▶ Activity: Check each line of the material for "loose" and report how many lines have it, with nothing added.

▶ Data for analysis:
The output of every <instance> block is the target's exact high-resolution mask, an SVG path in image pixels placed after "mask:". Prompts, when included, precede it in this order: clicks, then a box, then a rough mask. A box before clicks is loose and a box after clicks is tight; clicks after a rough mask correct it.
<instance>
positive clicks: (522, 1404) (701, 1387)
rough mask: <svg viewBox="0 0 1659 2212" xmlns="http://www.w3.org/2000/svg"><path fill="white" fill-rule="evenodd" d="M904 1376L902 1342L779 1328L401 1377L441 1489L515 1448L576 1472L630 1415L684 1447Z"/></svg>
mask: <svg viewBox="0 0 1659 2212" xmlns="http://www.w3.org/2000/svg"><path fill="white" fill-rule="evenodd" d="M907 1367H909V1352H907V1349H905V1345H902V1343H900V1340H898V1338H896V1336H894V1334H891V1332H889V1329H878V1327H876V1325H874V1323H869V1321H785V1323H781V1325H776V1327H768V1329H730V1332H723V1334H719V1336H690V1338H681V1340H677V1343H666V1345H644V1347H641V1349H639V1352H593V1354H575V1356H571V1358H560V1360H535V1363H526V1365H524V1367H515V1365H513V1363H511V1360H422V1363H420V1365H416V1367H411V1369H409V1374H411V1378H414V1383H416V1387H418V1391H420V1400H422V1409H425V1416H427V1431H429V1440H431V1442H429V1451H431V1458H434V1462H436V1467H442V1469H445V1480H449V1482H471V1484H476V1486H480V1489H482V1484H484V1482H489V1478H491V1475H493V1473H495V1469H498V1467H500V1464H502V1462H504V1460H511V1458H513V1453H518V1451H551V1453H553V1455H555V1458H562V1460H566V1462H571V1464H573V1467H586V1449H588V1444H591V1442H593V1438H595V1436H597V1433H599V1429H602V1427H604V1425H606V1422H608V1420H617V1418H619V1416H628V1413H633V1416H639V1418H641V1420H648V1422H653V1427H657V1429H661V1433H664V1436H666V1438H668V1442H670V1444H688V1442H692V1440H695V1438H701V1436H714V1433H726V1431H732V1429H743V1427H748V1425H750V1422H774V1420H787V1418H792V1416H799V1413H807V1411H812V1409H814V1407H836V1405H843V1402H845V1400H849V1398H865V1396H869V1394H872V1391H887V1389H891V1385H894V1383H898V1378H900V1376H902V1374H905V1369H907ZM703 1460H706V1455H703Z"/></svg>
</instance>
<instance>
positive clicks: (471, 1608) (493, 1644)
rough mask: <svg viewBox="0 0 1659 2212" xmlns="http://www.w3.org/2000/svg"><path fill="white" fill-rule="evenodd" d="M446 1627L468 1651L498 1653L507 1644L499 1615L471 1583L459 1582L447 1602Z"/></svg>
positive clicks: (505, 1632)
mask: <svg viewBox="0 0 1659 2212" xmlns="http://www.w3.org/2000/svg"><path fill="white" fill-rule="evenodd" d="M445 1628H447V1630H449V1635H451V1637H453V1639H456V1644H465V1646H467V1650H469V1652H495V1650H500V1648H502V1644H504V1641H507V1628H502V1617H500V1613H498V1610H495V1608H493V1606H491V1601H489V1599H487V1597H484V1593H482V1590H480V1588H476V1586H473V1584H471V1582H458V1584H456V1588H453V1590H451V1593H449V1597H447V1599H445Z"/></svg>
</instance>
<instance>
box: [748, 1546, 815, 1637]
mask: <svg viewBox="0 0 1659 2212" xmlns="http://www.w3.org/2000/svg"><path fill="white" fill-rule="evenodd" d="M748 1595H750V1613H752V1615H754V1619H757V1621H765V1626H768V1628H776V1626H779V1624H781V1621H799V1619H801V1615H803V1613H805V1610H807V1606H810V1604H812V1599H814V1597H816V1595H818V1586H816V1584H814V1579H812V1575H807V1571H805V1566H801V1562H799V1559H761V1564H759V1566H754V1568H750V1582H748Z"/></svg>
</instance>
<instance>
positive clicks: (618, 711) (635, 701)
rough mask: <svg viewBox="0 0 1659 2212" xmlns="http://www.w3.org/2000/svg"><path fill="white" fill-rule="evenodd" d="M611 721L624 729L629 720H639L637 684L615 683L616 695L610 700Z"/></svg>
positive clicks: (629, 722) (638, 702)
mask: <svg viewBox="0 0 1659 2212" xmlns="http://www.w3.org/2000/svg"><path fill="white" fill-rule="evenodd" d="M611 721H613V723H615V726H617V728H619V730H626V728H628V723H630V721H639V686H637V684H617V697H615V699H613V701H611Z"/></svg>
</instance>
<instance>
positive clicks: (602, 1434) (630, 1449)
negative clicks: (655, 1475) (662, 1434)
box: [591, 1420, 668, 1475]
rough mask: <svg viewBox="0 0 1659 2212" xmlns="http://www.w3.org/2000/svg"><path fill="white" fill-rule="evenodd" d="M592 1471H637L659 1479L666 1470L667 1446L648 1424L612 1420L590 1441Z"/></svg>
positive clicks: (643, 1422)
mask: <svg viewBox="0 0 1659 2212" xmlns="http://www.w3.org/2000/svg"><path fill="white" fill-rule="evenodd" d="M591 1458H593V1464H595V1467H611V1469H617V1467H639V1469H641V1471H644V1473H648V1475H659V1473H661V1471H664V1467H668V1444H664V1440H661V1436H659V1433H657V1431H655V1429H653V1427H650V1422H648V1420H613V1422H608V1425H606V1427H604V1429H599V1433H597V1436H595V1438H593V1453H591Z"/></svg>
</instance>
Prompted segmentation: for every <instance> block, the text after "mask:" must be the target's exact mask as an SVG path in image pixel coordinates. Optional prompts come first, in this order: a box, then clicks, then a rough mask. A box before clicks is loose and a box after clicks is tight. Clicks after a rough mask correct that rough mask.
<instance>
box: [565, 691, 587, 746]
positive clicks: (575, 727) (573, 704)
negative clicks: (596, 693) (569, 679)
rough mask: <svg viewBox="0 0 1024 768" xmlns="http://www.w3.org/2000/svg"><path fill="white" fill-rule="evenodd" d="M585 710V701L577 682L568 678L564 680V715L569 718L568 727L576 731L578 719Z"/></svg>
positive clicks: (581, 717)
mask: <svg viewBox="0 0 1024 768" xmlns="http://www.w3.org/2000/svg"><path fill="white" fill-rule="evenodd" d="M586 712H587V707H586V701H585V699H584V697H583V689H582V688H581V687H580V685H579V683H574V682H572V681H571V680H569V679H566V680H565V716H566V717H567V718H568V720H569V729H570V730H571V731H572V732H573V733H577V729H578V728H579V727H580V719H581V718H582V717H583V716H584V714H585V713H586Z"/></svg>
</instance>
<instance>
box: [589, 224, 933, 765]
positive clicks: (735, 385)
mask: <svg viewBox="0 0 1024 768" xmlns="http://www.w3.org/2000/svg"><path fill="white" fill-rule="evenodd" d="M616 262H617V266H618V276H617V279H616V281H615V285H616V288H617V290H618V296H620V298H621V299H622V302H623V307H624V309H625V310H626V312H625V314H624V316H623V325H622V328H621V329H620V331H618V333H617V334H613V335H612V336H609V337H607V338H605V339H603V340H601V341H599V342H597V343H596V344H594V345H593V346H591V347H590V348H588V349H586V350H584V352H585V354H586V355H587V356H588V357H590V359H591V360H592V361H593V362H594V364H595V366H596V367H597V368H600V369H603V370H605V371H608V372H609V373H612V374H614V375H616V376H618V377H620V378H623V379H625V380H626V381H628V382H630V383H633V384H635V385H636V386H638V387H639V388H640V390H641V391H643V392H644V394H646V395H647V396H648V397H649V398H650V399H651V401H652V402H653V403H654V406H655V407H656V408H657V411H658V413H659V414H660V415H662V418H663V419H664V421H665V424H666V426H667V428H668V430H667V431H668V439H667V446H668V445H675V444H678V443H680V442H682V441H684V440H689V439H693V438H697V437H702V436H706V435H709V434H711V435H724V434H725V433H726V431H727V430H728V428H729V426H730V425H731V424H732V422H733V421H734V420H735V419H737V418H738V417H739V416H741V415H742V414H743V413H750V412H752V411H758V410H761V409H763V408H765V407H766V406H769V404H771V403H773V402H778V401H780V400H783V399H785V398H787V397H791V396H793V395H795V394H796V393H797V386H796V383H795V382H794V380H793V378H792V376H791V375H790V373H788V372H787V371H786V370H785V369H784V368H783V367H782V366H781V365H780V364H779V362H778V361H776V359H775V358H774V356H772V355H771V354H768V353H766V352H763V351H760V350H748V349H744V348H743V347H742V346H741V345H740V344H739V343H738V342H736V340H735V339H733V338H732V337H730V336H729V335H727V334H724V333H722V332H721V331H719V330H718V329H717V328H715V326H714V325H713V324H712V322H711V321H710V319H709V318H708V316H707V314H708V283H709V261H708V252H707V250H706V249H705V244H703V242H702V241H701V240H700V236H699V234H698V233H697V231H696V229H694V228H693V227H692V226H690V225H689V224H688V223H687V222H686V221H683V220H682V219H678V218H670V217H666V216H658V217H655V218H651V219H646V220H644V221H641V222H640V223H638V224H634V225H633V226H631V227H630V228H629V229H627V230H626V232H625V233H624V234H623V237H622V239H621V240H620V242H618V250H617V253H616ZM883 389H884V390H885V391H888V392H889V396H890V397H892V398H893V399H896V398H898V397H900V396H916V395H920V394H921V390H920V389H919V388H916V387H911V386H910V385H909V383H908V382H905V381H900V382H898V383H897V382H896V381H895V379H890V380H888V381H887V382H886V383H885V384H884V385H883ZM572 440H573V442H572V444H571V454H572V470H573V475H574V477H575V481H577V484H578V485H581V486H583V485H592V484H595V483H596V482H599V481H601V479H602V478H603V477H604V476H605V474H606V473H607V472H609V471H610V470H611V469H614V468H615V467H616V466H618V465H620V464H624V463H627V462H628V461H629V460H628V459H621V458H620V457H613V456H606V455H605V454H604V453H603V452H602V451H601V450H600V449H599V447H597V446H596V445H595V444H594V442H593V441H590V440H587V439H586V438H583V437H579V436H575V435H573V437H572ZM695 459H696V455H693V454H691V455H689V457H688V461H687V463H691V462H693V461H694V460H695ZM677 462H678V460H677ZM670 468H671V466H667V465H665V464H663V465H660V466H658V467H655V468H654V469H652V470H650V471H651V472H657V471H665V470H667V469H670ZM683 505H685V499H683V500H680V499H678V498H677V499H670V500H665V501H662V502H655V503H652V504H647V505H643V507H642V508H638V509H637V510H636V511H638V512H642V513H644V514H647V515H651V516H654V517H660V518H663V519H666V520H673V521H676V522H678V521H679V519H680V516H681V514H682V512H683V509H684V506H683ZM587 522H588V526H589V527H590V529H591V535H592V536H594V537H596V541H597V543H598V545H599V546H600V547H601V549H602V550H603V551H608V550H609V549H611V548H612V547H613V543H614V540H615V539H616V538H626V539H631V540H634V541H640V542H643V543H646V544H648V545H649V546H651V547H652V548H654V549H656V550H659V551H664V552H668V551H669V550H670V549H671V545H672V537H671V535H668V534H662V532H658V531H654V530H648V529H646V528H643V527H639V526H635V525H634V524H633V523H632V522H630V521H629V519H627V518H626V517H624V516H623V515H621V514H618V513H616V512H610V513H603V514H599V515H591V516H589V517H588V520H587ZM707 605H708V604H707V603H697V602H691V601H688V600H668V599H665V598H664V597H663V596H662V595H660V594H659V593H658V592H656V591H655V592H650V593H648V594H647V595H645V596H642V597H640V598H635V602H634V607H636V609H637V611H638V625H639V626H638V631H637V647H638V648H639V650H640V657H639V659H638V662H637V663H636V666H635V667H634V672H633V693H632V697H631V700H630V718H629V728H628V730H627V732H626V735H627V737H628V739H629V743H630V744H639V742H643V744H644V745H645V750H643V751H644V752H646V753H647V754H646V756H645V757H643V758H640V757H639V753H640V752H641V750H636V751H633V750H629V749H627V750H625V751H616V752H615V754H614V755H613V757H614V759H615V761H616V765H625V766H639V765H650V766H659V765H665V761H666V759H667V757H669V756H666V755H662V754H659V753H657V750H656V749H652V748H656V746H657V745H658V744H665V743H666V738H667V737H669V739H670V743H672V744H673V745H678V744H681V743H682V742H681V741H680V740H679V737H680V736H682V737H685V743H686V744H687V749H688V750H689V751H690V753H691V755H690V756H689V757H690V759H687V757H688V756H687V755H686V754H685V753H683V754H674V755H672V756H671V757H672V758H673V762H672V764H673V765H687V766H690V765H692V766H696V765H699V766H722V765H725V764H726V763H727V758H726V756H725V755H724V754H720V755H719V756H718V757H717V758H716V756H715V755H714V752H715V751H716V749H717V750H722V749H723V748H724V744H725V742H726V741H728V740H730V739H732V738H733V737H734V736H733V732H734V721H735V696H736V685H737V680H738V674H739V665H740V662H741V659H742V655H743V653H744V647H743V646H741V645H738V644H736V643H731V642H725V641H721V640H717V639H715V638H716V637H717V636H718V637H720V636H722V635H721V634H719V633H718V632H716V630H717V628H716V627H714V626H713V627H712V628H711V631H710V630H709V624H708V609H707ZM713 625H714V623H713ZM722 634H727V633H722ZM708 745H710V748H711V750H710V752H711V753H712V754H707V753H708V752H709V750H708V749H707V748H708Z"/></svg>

▶ Result for this task: 2